Questions on the material:
A – According to the interview on medical refrigerators, how many refrigerators has the company sold in Mali?
B – Write the next part of the interview on medical refrigerators, picking up right after its last line.

++++ Document passage ++++

In terms of UNICEF certified products, there are only five-six players around the globe. This particular product is unique. We see ourselves quite competitive as we are supported by the latest technology.
While Sure Chill interacts with UNICEF as a technology provider, we do the manufacturing part of the job for Sure Chill. We are the only Indian company that is Performance, Quality and Safety (PQS) certified and is also listed on the UNICEF website.
Just few years back, we started medical refrigerators supported by Sure Chill technology. Post that, we have manufactured products for UNICEF and have also approached Indian government with our medical refrigerators. The Indian government has undertaken a pilot with our products, the report has been prepared and it is with technical committee now.
Are you at the cusp to become a large player in the space? How have you priced your products?
We are at the fringe to become a large player. It is a matter of awareness and time. In terms of pricing, our products are priced between Rs 65,000 to Rs 6 lakh and can weigh about 200 kilograms. When we approached the government of India, they had a frank discussion with us.
They said that the technology did entice them but they are running on a tight budget. They suggested that we should consider reworking on our product pricing, and make it more competitive. We do understand that a technology that came from Europe had European taste, design and cost. So, we had to tweak it for Indian market.
Can you become profitable at the price point you offer?
At that price point, we will be able to break even. We might not make much money from this, but it will become a viable business overtime. This is a tender-based business and we have to know the nuances of it.
The global market is different. In Mali alone, we have been able to sell 1,500 refrigerators. It is again tender based. There are many places around the world, that might need our medical refrigerators supported by Sure Chill technology.
In case of India, Ayushman Bharat shows the good intention of Indian government. This scheme will bring to light the issues related to last mile infrastructure needs of the country along with other needs. This is where players like us can come in.
What are your expectation in terms of policies/ rules?
Special care is taken by pharma companies to keep the vaccines and other drugs between two-eight degree. The same care has to be taken in case of last mile infrastructure too. To address this issue, the only way to do it is that the paediatrician-licenses should be linked to the required infrastructure.

++++ Supplied information ++++

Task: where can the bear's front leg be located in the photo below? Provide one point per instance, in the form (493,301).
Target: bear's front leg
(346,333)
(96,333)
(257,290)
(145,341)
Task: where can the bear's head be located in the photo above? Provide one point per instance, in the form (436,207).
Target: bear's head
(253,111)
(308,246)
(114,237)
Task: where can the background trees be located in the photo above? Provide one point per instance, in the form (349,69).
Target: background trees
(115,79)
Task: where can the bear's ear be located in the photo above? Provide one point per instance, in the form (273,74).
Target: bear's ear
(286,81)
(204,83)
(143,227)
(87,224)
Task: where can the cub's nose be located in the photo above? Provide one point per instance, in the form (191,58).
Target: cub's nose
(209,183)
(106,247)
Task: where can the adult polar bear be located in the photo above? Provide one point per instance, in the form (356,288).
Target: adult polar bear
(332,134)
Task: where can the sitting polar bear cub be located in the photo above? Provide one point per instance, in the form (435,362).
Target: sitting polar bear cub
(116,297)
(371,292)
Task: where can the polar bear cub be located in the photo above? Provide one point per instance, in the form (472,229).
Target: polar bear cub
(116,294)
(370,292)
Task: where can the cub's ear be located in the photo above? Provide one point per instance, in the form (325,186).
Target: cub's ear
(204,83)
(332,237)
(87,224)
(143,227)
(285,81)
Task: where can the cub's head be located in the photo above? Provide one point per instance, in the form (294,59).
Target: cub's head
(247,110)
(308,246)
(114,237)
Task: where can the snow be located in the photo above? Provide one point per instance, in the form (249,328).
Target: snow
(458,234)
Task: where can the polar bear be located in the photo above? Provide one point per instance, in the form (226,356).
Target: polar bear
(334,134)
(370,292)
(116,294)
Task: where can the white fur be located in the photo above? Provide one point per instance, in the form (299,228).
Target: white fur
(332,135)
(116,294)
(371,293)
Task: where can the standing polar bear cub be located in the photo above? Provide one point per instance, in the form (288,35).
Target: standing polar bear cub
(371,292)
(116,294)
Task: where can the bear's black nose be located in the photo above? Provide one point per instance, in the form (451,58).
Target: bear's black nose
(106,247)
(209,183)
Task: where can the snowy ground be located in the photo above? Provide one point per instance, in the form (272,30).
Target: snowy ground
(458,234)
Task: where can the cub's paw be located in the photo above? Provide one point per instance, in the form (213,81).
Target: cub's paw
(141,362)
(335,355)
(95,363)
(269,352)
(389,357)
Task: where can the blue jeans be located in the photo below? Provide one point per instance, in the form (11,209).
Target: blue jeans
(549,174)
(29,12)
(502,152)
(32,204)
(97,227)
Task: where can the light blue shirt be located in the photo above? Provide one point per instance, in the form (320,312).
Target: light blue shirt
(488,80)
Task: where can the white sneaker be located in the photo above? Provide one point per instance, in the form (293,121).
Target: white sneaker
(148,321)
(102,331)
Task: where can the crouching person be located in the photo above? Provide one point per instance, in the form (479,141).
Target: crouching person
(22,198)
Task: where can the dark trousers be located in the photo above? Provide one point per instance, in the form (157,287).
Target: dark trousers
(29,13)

++++

Per-task outputs:
A – 1,500 refrigerators.

B –
If the last mile infrastructure fails, then the whole exercise undertaken by others in the supply chain is of no use. For instance, look at chemists and druggists. They continue to use household refrigerators. At least in such places, they should have medical refrigerators. These interventions are needed and it is not a one-time solution.
How big is the market for medical refrigeration?
It would be roughly around Rs 50-80 crore. This includes expansion and upgradation. But if you look at medical refrigeration and allied activities, it will be a Rs 500-600 crore industry. As infrastructure improves, this figure might change.
What is your plan for next five years?
We are just three years into this market and in next five years, we will expand further into medical cold chain offerings. In India, the vaccine market is controlled by the central government. So, we are dependent on central government tenders for the same. We have test cases for mother and child vaccines.
We are looking at scaling beyond Sure Chill technology. In case of cold chain technology, I am actively scouting around the globe for new talent and technology. As we already have a fair bit of new technologies from around the globe, this scouting makes more sense. We are looking at a large turnover coming from medical cold chain.
In times to come, it will contribute largely into our refrigeration business. In terms of our overall refrigeration business, we sell around 2 million refrigerators every year. We introduce 300 new products every year. Product development is a continuous cycle for us.